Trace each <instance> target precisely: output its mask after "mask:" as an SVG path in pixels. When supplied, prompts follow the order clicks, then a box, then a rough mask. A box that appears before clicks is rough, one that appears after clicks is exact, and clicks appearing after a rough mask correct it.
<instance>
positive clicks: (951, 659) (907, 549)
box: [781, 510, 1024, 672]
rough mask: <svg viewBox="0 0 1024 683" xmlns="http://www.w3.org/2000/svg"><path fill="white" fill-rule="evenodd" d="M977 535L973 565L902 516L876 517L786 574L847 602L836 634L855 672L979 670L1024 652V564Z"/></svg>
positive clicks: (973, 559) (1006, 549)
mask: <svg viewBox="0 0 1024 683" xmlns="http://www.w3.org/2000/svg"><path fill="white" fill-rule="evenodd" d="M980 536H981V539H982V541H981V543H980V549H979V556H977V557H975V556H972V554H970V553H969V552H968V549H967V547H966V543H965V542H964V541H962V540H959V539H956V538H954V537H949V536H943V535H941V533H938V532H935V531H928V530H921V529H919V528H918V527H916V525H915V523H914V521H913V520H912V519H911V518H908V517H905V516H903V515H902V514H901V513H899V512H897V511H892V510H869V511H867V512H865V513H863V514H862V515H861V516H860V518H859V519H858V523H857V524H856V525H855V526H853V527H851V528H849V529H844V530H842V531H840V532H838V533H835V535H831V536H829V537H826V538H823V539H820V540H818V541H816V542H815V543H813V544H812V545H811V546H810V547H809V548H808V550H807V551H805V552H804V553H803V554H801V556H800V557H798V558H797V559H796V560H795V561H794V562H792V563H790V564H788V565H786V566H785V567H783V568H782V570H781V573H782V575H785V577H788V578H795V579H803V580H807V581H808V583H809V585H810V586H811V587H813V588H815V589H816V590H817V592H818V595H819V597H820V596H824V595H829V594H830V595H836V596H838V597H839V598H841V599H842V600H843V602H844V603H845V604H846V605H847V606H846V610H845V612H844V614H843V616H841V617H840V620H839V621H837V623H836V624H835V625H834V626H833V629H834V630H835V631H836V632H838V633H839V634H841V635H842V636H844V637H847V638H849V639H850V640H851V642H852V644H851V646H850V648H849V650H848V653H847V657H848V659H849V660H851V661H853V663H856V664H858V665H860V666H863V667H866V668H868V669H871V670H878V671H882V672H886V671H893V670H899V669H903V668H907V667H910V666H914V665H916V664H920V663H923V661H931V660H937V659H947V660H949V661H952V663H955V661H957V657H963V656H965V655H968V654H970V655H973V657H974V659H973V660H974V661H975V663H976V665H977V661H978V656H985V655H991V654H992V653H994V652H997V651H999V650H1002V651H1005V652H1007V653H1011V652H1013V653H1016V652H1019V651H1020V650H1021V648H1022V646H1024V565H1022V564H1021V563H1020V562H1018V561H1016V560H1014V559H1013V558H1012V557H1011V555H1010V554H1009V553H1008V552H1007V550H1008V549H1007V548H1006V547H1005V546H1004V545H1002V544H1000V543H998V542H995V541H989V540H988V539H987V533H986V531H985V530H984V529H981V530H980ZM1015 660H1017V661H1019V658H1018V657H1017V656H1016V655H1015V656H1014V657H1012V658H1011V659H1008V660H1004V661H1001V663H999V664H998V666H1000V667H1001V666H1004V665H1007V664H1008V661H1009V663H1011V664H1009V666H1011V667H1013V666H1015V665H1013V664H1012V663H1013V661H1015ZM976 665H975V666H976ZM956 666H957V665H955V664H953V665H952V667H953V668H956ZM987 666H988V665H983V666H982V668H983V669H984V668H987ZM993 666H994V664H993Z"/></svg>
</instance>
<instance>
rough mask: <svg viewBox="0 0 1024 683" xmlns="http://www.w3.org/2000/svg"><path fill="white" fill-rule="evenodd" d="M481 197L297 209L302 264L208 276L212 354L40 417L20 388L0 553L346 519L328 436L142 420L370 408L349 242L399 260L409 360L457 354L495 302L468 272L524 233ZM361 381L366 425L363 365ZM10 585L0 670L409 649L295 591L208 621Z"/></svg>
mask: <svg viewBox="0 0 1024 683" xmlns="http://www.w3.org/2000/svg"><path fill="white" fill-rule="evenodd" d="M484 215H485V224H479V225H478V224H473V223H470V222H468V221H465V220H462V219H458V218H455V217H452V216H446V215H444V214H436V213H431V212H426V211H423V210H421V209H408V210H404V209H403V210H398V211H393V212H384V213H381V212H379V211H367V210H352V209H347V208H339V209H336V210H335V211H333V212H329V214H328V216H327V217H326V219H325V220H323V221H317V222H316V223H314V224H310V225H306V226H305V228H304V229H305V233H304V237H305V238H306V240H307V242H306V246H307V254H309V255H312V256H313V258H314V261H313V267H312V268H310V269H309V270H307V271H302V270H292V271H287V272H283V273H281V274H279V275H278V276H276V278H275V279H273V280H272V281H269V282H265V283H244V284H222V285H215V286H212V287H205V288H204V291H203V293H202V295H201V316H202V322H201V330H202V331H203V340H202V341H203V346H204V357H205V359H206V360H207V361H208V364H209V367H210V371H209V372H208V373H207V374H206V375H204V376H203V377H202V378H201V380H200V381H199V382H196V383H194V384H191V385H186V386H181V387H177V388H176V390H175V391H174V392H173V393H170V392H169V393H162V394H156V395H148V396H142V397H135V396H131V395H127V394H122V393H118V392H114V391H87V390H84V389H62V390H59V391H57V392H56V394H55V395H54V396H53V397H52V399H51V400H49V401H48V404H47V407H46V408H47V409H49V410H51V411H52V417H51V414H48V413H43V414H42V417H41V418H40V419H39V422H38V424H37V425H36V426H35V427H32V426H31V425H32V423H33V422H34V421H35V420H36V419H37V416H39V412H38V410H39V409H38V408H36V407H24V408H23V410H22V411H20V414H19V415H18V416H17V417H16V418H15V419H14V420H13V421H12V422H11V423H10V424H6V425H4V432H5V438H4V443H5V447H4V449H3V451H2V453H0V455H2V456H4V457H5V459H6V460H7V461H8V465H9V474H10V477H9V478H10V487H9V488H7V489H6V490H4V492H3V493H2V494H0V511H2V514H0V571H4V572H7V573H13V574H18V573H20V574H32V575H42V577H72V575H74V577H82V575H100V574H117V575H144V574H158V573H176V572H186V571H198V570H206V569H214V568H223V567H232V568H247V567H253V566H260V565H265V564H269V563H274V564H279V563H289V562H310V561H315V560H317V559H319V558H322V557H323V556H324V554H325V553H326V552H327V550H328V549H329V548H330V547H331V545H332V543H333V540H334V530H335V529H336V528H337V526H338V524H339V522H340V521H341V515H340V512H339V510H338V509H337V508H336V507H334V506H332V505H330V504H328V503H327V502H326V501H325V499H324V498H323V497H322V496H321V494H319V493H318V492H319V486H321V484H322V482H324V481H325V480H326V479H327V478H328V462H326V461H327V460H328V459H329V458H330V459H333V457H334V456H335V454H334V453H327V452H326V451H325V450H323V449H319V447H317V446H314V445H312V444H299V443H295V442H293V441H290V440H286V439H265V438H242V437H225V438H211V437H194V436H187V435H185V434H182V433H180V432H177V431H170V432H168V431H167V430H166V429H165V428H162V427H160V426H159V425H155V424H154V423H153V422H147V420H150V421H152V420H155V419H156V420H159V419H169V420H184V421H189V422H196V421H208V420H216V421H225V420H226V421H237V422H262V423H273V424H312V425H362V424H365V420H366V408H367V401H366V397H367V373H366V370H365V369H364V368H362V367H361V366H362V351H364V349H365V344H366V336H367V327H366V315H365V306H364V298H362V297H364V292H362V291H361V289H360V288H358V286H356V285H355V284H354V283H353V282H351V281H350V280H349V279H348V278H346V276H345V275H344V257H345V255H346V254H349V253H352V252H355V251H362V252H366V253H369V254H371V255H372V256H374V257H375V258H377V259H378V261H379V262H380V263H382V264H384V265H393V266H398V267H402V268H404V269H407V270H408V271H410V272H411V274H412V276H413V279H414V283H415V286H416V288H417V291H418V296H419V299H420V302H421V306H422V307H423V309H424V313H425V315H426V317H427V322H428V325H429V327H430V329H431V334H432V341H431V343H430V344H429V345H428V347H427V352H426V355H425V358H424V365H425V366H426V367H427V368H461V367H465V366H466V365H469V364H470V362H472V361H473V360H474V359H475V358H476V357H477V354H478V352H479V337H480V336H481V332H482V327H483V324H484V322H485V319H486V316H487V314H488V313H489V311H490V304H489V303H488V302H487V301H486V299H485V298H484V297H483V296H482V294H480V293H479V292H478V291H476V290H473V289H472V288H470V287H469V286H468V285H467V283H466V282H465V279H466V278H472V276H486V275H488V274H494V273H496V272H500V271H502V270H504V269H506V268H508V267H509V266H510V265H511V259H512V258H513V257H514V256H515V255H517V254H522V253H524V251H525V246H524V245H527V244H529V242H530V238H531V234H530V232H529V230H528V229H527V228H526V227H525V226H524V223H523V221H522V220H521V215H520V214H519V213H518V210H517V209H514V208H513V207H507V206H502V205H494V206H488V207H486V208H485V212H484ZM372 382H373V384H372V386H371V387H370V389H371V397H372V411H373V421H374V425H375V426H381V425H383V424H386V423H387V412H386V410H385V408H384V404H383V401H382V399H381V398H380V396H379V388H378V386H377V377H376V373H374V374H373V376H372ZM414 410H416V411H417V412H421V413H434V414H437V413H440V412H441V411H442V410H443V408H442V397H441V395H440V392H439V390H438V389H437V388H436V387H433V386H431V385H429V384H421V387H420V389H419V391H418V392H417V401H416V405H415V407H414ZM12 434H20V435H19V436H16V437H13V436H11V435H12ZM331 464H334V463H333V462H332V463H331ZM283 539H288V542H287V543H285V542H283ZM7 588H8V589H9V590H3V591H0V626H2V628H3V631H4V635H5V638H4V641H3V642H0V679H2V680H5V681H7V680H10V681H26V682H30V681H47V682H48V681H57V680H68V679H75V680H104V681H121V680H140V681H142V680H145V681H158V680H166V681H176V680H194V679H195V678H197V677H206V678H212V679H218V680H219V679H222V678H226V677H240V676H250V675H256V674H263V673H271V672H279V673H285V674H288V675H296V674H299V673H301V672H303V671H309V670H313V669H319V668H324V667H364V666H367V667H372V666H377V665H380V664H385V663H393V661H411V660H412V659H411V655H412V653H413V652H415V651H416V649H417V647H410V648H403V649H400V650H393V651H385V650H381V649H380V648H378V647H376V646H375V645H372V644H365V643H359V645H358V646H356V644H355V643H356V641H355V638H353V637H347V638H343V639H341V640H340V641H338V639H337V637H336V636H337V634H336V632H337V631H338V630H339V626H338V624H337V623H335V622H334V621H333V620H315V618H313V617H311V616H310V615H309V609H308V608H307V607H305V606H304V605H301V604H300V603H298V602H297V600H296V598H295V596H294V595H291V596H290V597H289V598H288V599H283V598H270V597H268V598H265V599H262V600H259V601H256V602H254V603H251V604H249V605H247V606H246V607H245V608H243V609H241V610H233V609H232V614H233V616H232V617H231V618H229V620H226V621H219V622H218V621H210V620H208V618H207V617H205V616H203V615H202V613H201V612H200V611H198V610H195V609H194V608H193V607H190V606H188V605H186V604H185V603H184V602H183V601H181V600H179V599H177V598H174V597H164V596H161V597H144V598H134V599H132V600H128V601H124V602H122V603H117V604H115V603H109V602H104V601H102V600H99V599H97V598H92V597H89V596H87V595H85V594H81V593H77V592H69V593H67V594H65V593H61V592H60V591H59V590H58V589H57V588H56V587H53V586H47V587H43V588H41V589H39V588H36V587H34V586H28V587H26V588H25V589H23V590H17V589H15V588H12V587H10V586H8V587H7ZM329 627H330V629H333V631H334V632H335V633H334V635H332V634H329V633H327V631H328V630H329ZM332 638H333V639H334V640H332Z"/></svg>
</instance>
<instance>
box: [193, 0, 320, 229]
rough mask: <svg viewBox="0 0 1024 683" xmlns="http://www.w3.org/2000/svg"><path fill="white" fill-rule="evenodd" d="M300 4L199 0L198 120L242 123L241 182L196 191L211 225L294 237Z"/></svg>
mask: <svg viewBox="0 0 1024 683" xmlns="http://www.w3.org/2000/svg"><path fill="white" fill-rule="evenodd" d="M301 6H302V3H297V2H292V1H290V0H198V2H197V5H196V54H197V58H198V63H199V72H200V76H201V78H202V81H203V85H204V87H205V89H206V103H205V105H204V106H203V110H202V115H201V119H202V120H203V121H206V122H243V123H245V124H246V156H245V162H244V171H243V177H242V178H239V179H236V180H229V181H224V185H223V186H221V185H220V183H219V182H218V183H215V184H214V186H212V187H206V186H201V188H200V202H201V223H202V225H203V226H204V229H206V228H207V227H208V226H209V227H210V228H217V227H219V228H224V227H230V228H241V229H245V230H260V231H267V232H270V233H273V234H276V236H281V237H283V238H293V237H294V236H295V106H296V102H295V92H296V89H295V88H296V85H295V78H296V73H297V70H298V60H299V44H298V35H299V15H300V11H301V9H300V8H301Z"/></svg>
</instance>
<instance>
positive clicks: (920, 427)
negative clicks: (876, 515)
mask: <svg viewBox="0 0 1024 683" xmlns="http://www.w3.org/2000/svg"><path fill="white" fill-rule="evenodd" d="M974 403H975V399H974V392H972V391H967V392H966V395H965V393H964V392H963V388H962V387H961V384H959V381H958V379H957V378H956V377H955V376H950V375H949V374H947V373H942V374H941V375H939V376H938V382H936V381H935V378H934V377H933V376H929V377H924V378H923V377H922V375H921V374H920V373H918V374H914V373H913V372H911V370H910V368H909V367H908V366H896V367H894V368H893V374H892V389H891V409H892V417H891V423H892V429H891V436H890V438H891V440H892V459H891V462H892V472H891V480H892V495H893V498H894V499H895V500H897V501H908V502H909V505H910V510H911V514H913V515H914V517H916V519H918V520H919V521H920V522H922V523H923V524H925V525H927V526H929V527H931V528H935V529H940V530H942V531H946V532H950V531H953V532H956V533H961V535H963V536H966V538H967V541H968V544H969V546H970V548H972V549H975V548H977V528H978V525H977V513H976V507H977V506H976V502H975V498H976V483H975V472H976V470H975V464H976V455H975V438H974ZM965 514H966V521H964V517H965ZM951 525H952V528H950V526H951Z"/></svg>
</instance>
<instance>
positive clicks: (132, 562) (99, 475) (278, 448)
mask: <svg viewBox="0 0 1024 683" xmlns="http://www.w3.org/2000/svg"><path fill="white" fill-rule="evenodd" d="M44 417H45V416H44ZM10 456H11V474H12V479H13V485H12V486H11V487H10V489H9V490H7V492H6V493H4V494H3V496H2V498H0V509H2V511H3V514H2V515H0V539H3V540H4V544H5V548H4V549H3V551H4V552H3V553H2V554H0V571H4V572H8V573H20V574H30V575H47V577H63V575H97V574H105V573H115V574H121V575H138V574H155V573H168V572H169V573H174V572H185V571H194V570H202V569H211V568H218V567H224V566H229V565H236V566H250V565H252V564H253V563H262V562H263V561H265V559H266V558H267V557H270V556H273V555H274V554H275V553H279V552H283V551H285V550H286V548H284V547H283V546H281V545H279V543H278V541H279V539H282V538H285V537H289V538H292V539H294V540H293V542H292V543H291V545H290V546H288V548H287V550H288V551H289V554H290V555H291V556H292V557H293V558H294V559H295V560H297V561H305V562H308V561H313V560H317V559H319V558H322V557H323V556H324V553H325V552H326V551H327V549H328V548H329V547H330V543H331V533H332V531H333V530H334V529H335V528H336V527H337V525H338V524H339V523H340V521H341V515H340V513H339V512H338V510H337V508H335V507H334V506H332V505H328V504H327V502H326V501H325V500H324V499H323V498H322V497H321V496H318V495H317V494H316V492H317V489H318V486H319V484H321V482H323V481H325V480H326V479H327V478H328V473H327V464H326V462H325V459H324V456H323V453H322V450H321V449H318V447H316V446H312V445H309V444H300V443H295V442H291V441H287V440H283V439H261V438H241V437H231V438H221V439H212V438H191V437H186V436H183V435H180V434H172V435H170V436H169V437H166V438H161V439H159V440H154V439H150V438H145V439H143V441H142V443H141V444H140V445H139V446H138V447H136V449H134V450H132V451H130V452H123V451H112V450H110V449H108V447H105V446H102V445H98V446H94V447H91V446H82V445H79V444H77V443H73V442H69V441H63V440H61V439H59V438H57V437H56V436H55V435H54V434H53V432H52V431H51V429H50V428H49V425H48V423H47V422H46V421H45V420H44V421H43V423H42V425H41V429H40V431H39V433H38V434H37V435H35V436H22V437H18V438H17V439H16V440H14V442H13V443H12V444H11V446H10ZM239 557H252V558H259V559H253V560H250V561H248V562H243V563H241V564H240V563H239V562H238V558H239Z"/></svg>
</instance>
======
Extract verbatim every line from the first line of the records through the line containing "box: [781, 510, 1024, 672]", inclusive.

Trace each <instance> target precisely: output its mask after "mask:" as an SVG path in pixels. When supplied, prompts follow the order clicks, then a box, then a rough mask. A box that appears before clicks is rough, one that appears after clicks is exact, and clicks appearing after a rough mask correct it.
<instance>
positive clicks: (951, 659) (907, 549)
box: [781, 510, 1024, 672]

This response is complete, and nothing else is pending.